── MATERIAL PROVIDED ──

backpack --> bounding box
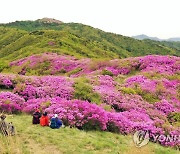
[50,118,57,129]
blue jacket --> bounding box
[50,117,62,129]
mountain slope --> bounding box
[0,27,118,61]
[144,39,180,52]
[0,20,179,61]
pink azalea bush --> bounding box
[155,99,176,115]
[13,76,74,100]
[10,53,90,76]
[23,97,108,130]
[0,92,25,113]
[9,53,180,76]
[125,75,157,93]
[138,55,180,74]
[125,75,180,103]
[0,54,179,148]
[22,97,156,133]
[22,96,179,148]
[0,74,14,88]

───

**REQUIREMENT**
In your copy of the data above, leave out the pictures and repeat everything else exactly.

**RESULT**
backpack --> bounding box
[50,118,57,129]
blue jacket --> bounding box
[50,117,62,129]
mountain slope --> bounding box
[0,27,118,61]
[144,39,180,52]
[0,20,179,61]
pink azalea bush --> bounding box
[155,99,176,115]
[13,76,74,100]
[10,53,90,76]
[23,97,108,130]
[0,92,25,113]
[9,53,180,76]
[125,75,157,93]
[138,55,180,74]
[125,75,180,103]
[0,54,179,148]
[22,97,156,133]
[22,96,179,148]
[0,74,14,88]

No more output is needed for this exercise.